### [What this exercise asks]
1) According to the investing advice passage, why did US steel stock hardly move in recent decades?
2) Do these statements agree with the investing advice passage? Answer yes or no for each, quoting the words of the passage that decide it. (a) Buying low and selling high is easy to put into practice. (b) Everyone believes himself to be a contrarian. (c) Readers are advised to follow the financial press closely.
3) Pick up the investing advice passage after its last line and continue it.

### [Passage to read]
* START *
2. It isn’t enough to buy things when prices are depressed. You need to see positive change coming.
It is a well-known axiom that money is made when people buy low, and sell high. It sounds wonderful, of course. But in practice, it is not always easy to implement this rule. Why? Because a lot of things are depressed. A lot of prices are low. And they may be low for a good reason. So it isn’t enough just to buy cheap things. You need a reason for believing that the prices are going to go up. If you bought stock in the US steel industry in recent decades, you would have seen things hardly move at all. Why? Because no positive change came along. Steel prices were low, and they stayed low, due to (among other things) intense competition from abroad.
Another way of saying this is that it’s not enough to be a contrarian. Everyone thinks he is a contrarian. You also have to be right. You have to see improvement coming down the road, in order to make a profit.
3. Never get greedy.
This is easier said than done. You would be surprised how often this rule is violated. And it will always be so. Because human nature never changes. People are never satisfied with a little success. They want more, and more, and more. So do not tempt Fate too much. If you’ve made a little money in something, consider yourself lucky. Be grateful to Fate, because things could just as easily have gone the other way. It comes down to gratitude. Those who are greedy get exactly what they deserve. Every time.
4. Get away from the herd. Don’t follow the financial press. If you do, see it as entertainment.
* END *
### [Listed records]
* START *
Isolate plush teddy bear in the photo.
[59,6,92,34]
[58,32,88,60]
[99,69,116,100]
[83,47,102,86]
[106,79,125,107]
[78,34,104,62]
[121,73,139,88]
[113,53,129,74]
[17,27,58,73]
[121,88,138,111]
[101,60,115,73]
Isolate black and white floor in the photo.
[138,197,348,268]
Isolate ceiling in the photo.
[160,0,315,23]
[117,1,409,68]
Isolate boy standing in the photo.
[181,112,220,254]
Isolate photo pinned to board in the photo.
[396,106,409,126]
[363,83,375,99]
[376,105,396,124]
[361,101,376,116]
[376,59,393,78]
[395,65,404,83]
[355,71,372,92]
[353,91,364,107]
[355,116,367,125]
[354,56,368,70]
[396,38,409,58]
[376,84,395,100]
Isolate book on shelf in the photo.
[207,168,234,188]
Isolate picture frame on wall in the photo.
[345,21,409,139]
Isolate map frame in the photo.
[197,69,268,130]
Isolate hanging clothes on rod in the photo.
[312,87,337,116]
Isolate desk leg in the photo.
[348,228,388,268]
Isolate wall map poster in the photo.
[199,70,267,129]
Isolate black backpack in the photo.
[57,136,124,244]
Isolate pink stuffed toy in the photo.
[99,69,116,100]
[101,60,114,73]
* END *
### [Exercise responses]
1) No positive change came along: steel prices were low and stayed low, due partly to intense competition from abroad.

2)
(a) No: "in practice, it is not always easy to implement this rule."
(b) Yes: "Everyone thinks he is a contrarian."
(c) No: "Don’t follow the financial press."

3)
Herd mentality can be a terrible thing. It makes you do things you don’t want to do. It confines people into channels and valleys. Why? Because of fear. Men are inherently driven by fear and greed. They feel secure and affirmed when they see masses of other men doing what they are doing. They feel safe. The problem is that following the herd rarely results in your being successful. If you want to be successful, you have to separate yourself—physically, if needed—from other people. This takes a great deal of confidence that most people do not have. But it ensures that your instincts and judgments will not be contaminated or suppressed by the bad judgment and fear of others.
The financial press exists for entertainment, and as a collection of advertisements for large institutions. Little of value is presented to the average person. Watch it if you must, but see it as entertainment only. This rule also applies to the “money guys” on social media. Remember that old saying about looking around the room, and trying to find the “mark”? And that if you can’t find the mark, the mark is you? That’s a good rule of thumb. And it hasn’t changed since the days of the Mississippi riverboat gambling dens.
5. Seek singles, doubles, and triples. Not home runs.
What I mean by this is: stop trying to make one big score. It is not likely to happen. Success in building wealth comes over many years of steady progress. A little success here, and a little success there. It all adds up. Saving, budgeting, and making prudent choices. Stop chasing the flim-flam. Stop chasing the easy buck. Because it does not exist. Slow and steady progress count for far more than sudden success. There are no special clubs to join. There are no smoked-filled places where you’re going to commiserate with secret handshakes and formulas. There are no secrets. There are no champagne rooms. If someone has a secret about making money, he sure as hell isn’t going to share it with you.
6. Do your own homework. When you do, you’ll find out you know more than anyone else.
No one wants to do any research. Or at least not many. If you are thinking about investing in a certain industry—say, for example, agriculture—how much do you really know about it? Have you read trade journals? Have you spoken to farmers or agribusiness companies? Have you walked the land? Have you visited places where farming is actually done? This applies to every business and every trade. Don’t put money into things you have not studied.
7. Avoid collectibles and art. They are speculative and volatile.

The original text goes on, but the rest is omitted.